== Stated problem ==
Copy the data below line for line, leaving every character unchanged.
-- Input start --
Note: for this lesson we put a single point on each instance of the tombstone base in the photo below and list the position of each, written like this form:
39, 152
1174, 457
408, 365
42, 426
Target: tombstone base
-- Input end --
== Written response ==
Note: for this lesson we put a single point on each instance of the tombstone base in the photo below and list the position of each, written like this form:
39, 152
1174, 457
408, 365
42, 426
Target: tombstone base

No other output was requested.